WHAT IS NEEDED: Rewrite all of the items below as a numbered list, leaving out any blank lines.

DATA TO USE:
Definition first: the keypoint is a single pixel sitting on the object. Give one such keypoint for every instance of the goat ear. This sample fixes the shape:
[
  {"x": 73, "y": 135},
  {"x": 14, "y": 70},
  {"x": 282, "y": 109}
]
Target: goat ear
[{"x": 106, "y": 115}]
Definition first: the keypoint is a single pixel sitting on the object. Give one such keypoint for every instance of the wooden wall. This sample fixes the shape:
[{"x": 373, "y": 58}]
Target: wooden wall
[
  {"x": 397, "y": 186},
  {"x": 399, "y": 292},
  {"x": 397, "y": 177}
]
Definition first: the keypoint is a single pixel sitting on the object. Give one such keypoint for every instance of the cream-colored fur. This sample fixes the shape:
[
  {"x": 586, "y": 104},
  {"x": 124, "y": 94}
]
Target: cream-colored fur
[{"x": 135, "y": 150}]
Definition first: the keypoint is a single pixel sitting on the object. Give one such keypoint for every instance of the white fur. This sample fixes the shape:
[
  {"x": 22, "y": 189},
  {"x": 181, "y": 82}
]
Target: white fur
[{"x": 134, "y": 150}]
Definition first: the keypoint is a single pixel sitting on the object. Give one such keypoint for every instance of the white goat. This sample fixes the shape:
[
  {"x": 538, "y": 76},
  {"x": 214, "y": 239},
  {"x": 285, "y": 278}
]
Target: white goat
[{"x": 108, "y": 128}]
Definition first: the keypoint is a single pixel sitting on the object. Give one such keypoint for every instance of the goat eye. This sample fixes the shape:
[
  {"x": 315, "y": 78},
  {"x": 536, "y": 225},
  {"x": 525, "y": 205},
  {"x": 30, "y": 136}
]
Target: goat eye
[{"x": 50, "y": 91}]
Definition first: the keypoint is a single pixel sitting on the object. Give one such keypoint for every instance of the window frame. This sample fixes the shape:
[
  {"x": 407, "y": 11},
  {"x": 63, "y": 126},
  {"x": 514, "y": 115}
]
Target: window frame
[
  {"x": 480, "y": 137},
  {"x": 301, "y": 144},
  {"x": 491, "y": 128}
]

RESULT FOR THIS EXERCISE:
1. Definition first: the keypoint is a single pixel sitting on the object. Give one such keypoint for every instance of the goat ear. This sample fixes the shape:
2. [
3.   {"x": 73, "y": 135},
4.   {"x": 14, "y": 70},
5.   {"x": 282, "y": 109}
6. ]
7. Target: goat ear
8. [{"x": 106, "y": 115}]
9. Definition first: the keypoint is a single pixel sitting on the object. Give one such keypoint for every instance of the wooden wall. This sample fixes the shape:
10. [{"x": 373, "y": 58}]
11. Target: wooden wall
12. [
13.   {"x": 397, "y": 186},
14.   {"x": 399, "y": 292},
15.   {"x": 397, "y": 177}
16. ]
17. Definition first: the keypoint is a single pixel sitting on the object. Give one such keypoint for every instance of the cream-colored fur. This sample fixes the shape:
18. [
19.   {"x": 586, "y": 104},
20.   {"x": 124, "y": 94}
21. ]
22. Target: cream-colored fur
23. [{"x": 135, "y": 150}]
24. Definition first: the keypoint is a single pixel sitting on the object. Give one such keypoint for every instance of the white fur. This sample fixes the shape:
25. [
26.   {"x": 22, "y": 189},
27.   {"x": 181, "y": 82}
28. ]
29. Target: white fur
30. [{"x": 134, "y": 150}]
31. Definition first: the keypoint is a single pixel sitting on the object. Give one such keypoint for every instance of the white goat. This sample fixes the shape:
32. [
33.   {"x": 538, "y": 76},
34.   {"x": 214, "y": 239},
35.   {"x": 285, "y": 278}
36. ]
37. Target: white goat
38. [{"x": 108, "y": 128}]
39. Definition first: the keypoint is a single pixel sitting on the object. Give one such keypoint for every instance of the goat eye. This sample fixes the shape:
40. [
41.   {"x": 315, "y": 78},
42.   {"x": 536, "y": 225},
43.   {"x": 525, "y": 205},
44.   {"x": 30, "y": 136}
45. ]
46. Target: goat eye
47. [{"x": 50, "y": 91}]
48. Definition first: the keypoint is a single pixel sitting on the object. Give one such keypoint for every instance of the window frame. This sample fixes the shape:
49. [
50.   {"x": 407, "y": 11},
51.   {"x": 63, "y": 126},
52.   {"x": 514, "y": 115}
53. ]
54. Target: window frame
55. [
56.   {"x": 480, "y": 137},
57.   {"x": 301, "y": 144},
58.   {"x": 491, "y": 128}
59. ]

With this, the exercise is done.